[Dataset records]
## BEGIN

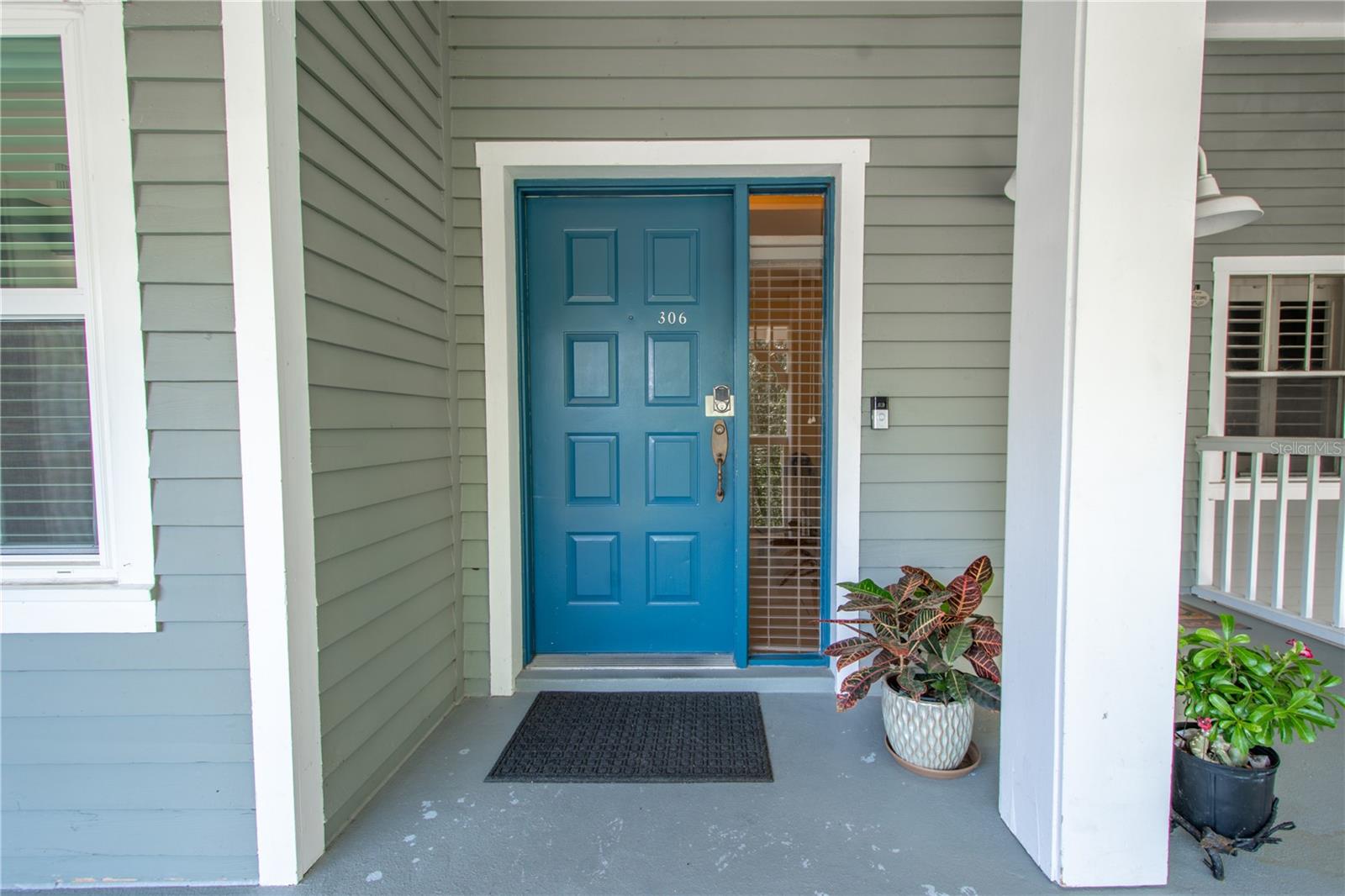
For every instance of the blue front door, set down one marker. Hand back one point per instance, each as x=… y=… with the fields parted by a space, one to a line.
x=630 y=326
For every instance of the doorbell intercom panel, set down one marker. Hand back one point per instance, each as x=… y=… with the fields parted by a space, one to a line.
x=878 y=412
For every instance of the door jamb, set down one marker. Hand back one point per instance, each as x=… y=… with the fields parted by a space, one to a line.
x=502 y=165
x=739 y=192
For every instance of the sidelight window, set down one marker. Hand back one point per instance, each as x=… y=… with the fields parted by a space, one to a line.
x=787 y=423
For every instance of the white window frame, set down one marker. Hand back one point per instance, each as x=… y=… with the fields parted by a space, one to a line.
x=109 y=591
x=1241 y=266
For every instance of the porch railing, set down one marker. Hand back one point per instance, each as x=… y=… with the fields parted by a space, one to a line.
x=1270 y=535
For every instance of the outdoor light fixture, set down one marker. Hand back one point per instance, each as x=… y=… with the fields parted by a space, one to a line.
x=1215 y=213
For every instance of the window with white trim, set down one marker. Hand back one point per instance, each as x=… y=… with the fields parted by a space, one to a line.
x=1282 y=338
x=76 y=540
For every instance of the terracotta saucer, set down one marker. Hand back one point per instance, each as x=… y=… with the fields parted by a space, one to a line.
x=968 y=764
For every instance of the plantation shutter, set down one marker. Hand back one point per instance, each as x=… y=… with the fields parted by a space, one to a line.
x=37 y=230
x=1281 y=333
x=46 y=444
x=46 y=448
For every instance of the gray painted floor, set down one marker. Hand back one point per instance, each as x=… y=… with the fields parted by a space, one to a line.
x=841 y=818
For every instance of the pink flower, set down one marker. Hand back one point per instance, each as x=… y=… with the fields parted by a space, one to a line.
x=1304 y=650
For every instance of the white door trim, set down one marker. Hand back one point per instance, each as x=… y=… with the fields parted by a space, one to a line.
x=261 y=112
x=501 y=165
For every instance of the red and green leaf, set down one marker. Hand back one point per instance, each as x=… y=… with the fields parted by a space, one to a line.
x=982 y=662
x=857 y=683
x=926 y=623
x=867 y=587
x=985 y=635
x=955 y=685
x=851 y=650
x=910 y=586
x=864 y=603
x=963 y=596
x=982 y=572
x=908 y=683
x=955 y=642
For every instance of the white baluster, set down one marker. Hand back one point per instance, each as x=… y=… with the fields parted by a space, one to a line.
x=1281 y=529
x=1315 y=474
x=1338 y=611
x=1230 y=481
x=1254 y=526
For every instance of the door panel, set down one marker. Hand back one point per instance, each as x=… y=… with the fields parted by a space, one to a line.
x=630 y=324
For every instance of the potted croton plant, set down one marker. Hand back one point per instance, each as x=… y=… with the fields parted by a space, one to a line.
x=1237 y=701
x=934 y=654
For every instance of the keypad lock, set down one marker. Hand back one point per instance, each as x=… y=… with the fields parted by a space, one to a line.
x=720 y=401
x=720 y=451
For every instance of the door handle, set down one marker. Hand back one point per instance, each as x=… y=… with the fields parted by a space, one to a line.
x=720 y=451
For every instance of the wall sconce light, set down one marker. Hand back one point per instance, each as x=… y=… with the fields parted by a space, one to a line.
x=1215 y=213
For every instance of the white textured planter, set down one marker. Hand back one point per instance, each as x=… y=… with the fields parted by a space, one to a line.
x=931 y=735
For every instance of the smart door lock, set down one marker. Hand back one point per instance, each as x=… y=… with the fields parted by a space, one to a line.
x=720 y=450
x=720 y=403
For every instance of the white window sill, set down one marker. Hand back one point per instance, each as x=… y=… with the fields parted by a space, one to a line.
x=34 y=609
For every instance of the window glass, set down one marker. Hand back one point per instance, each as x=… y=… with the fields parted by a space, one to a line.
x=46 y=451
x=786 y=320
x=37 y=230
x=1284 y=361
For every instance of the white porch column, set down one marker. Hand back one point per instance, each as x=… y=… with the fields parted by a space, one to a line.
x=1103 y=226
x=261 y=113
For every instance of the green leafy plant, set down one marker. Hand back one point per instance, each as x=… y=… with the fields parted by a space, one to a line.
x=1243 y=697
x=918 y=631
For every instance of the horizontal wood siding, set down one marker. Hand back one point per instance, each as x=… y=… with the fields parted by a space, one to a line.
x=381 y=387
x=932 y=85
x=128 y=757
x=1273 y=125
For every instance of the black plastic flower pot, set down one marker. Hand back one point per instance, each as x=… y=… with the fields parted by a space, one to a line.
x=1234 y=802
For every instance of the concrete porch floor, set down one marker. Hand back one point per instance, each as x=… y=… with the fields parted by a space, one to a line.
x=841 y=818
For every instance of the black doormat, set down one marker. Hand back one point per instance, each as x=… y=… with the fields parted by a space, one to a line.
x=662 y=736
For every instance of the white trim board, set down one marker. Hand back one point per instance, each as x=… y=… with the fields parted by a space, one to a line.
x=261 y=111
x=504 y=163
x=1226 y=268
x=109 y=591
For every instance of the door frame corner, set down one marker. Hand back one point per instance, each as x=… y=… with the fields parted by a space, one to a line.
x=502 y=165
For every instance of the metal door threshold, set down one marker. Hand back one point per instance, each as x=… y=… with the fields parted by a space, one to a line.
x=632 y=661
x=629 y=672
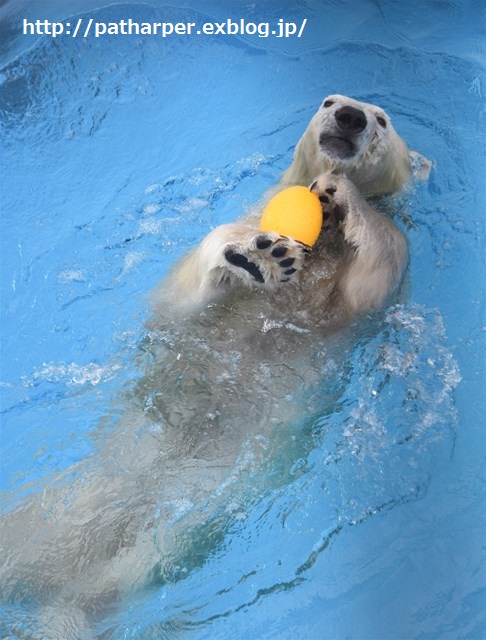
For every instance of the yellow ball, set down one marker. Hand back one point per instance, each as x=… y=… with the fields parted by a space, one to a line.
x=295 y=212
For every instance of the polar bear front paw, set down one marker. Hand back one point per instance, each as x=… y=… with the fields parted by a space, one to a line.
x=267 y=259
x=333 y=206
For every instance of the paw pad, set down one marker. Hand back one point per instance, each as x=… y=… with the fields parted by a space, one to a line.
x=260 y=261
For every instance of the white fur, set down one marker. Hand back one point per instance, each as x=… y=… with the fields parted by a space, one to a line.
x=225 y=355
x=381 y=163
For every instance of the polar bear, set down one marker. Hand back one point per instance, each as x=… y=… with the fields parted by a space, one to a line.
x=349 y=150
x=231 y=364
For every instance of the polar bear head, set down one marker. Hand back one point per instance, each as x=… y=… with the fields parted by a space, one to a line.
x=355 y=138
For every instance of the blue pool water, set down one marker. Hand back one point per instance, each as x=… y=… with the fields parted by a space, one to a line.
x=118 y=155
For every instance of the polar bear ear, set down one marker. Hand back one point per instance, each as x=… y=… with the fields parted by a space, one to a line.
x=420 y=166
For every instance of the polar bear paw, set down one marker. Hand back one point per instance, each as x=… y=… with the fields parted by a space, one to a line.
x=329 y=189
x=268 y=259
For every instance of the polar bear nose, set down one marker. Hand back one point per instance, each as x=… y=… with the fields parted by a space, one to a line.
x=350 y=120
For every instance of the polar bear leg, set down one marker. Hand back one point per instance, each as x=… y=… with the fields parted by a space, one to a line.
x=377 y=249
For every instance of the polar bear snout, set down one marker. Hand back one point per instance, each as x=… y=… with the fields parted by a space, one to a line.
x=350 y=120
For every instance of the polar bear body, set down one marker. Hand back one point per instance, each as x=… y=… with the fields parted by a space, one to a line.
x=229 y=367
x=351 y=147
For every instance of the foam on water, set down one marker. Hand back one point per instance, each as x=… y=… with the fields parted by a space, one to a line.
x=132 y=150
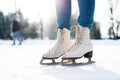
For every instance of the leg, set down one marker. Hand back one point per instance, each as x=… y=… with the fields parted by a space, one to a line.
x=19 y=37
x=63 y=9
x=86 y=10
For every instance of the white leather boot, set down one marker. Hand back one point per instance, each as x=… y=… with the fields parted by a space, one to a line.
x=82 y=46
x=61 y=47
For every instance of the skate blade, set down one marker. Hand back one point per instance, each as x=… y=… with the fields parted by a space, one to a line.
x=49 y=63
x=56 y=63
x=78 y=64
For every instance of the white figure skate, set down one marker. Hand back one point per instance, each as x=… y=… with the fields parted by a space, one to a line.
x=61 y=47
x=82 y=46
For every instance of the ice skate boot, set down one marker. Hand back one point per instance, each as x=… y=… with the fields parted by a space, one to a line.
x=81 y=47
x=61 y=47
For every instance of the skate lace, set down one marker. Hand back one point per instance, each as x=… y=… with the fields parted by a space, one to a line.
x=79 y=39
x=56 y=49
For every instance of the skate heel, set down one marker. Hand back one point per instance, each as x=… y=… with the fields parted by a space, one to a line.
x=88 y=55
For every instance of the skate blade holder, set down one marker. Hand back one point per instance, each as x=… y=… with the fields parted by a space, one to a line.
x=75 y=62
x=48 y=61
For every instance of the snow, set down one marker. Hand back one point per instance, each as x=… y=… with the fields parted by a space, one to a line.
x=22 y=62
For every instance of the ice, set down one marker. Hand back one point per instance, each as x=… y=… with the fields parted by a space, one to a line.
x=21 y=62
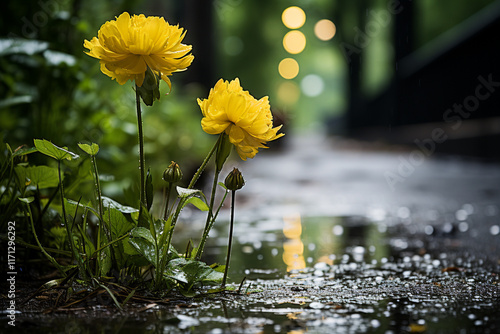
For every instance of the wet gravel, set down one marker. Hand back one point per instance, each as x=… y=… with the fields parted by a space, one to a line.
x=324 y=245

## END

Directions for this task
Lay out the stretch of the data from its start through the line containing "x=1241 y=266" as a Markdown table with two columns, Row and Content, giving each line a number and omitting blank lines. Leave the pictures out.

Result of the exercise
| Row | Content |
|---|---|
| 1 | For every instance of the blue front door, set down one marker. Hand back one point per instance, each as x=… y=… with the fields parted by a space, one to a line. |
| 2 | x=630 y=326 |
| 3 | For every instance of the doorbell intercom panel, set down one marker. Hand back one point per instance, each as x=… y=… with the fields parted by a space, one to a line. |
| 4 | x=878 y=412 |
| 5 | For every instance of the door jamb, set down one marker. Hand back one point per instance, each as x=… y=… with the fields parted by a space, one to a line. |
| 6 | x=502 y=165 |
| 7 | x=739 y=192 |
| 8 | For every instance of the sidelight window, set down one marker. Hand back one point per instance, each as x=… y=… with the fields parted by a space, one to a line. |
| 9 | x=787 y=423 |
| 10 | For every instance of the white window frame, set down one marker. Hand back one point per instance, each as x=… y=… with the fields parted by a space, one to a line. |
| 11 | x=109 y=591 |
| 12 | x=1241 y=266 |